___ GIVEN INFORMATION

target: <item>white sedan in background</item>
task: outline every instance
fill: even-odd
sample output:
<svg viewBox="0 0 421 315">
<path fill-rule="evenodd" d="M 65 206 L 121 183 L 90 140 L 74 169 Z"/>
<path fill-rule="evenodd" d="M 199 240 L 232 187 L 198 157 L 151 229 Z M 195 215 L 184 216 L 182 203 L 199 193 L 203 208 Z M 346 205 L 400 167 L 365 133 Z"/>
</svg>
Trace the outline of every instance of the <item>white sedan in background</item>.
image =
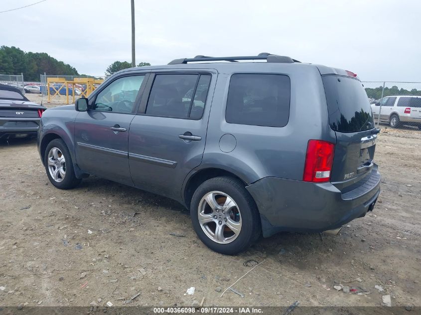
<svg viewBox="0 0 421 315">
<path fill-rule="evenodd" d="M 27 85 L 23 87 L 26 93 L 41 93 L 41 89 L 37 85 Z"/>
</svg>

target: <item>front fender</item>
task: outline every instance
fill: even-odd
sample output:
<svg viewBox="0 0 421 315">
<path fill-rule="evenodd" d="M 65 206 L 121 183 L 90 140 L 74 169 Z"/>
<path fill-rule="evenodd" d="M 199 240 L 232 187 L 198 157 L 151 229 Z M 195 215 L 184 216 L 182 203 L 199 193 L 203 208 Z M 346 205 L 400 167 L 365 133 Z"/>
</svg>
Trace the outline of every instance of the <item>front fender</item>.
<svg viewBox="0 0 421 315">
<path fill-rule="evenodd" d="M 74 165 L 76 161 L 74 135 L 75 120 L 78 113 L 74 109 L 69 108 L 67 110 L 55 110 L 54 109 L 46 110 L 41 118 L 38 137 L 38 148 L 41 159 L 43 164 L 44 150 L 48 143 L 51 139 L 59 137 L 67 146 Z"/>
</svg>

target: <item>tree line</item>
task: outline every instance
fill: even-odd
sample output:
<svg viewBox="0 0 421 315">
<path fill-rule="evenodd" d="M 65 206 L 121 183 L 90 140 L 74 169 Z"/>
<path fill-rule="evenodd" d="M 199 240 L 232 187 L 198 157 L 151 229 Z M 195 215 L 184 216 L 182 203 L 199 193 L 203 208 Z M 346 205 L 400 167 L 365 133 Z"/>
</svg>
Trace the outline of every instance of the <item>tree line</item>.
<svg viewBox="0 0 421 315">
<path fill-rule="evenodd" d="M 0 74 L 23 74 L 26 81 L 39 81 L 39 75 L 46 73 L 66 76 L 78 76 L 76 69 L 46 53 L 25 52 L 14 46 L 0 47 Z"/>
<path fill-rule="evenodd" d="M 372 89 L 371 88 L 366 88 L 367 95 L 370 99 L 378 100 L 382 97 L 382 90 L 383 87 L 382 86 L 378 88 Z M 385 91 L 383 92 L 383 97 L 390 96 L 391 95 L 415 95 L 421 96 L 421 91 L 413 89 L 411 91 L 401 88 L 400 89 L 396 85 L 392 88 L 385 87 Z"/>
<path fill-rule="evenodd" d="M 138 67 L 144 67 L 145 66 L 150 66 L 150 64 L 148 62 L 141 62 Z M 120 71 L 125 69 L 128 68 L 132 68 L 132 64 L 127 61 L 115 61 L 111 65 L 110 65 L 105 71 L 105 75 L 109 77 L 117 71 Z"/>
</svg>

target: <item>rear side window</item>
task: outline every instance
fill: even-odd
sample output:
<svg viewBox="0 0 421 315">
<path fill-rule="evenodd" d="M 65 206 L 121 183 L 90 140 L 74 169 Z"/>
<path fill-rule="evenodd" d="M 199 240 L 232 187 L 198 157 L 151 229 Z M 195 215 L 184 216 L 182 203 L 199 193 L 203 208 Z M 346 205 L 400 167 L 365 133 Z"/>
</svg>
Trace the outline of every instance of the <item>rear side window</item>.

______

Reproduce all of the items above, switching "every instance" to "each instance" everywhere it occurs and leaving everything else unchanged. Omit the pictures from your reproduction.

▶ **ANSWER TO THIS TASK**:
target: <item>white sedan in background</item>
task: outline each instance
fill: even-odd
sample output:
<svg viewBox="0 0 421 315">
<path fill-rule="evenodd" d="M 65 206 L 121 183 L 90 140 L 74 169 Z"/>
<path fill-rule="evenodd" d="M 199 240 L 232 187 L 198 157 L 151 229 Z M 195 215 L 184 216 L 182 203 L 199 193 L 203 208 Z M 346 205 L 400 167 L 365 133 Z"/>
</svg>
Trace the outline of each instance of the <item>white sedan in background</item>.
image =
<svg viewBox="0 0 421 315">
<path fill-rule="evenodd" d="M 27 85 L 23 87 L 26 93 L 41 93 L 41 89 L 37 85 Z"/>
</svg>

target: <item>front fender</item>
task: outline each instance
fill: even-odd
sample output:
<svg viewBox="0 0 421 315">
<path fill-rule="evenodd" d="M 65 206 L 121 183 L 90 140 L 74 169 Z"/>
<path fill-rule="evenodd" d="M 199 240 L 232 187 L 198 157 L 151 229 Z M 195 215 L 184 216 L 182 203 L 199 193 L 203 208 Z M 346 205 L 400 167 L 365 133 Z"/>
</svg>
Trace the outline of each instance of the <item>front fender</item>.
<svg viewBox="0 0 421 315">
<path fill-rule="evenodd" d="M 74 165 L 76 161 L 74 135 L 75 120 L 78 113 L 74 109 L 69 108 L 67 110 L 55 110 L 54 109 L 46 110 L 41 118 L 38 137 L 38 148 L 41 159 L 43 164 L 44 150 L 48 143 L 51 139 L 59 137 L 67 146 Z"/>
</svg>

target: <item>tree line</item>
task: outline each instance
fill: even-odd
sample output:
<svg viewBox="0 0 421 315">
<path fill-rule="evenodd" d="M 65 206 L 121 183 L 90 140 L 74 169 Z"/>
<path fill-rule="evenodd" d="M 199 240 L 232 187 L 198 157 L 151 229 Z M 195 215 L 184 216 L 182 203 L 199 193 L 203 208 Z M 346 205 L 400 167 L 365 133 Z"/>
</svg>
Trace the outline of each instance of the <item>tree line</item>.
<svg viewBox="0 0 421 315">
<path fill-rule="evenodd" d="M 0 74 L 23 74 L 26 81 L 39 81 L 39 75 L 46 73 L 66 76 L 78 76 L 76 69 L 46 53 L 25 52 L 14 46 L 0 47 Z"/>
<path fill-rule="evenodd" d="M 372 89 L 371 88 L 366 88 L 367 95 L 370 99 L 378 100 L 382 97 L 382 90 L 383 87 L 382 86 L 378 88 Z M 385 91 L 383 92 L 383 97 L 390 96 L 391 95 L 415 95 L 421 96 L 421 91 L 413 89 L 411 91 L 401 88 L 400 89 L 396 85 L 392 88 L 385 87 Z"/>
<path fill-rule="evenodd" d="M 138 67 L 144 67 L 145 66 L 150 66 L 150 64 L 148 62 L 141 62 Z M 120 71 L 125 69 L 128 68 L 132 68 L 132 64 L 127 61 L 115 61 L 111 65 L 110 65 L 105 71 L 105 75 L 109 77 L 117 71 Z"/>
</svg>

target: <item>rear side window</item>
task: outline each instance
fill: even-odd
sample output:
<svg viewBox="0 0 421 315">
<path fill-rule="evenodd" d="M 65 206 L 121 183 L 90 140 L 74 169 Z"/>
<path fill-rule="evenodd" d="M 199 240 L 232 187 L 198 157 L 151 229 Z M 195 215 L 184 216 L 182 203 L 199 193 L 203 208 Z M 346 205 L 400 167 L 365 133 Z"/>
</svg>
Trace the outline of each instance of the <item>rear side window</item>.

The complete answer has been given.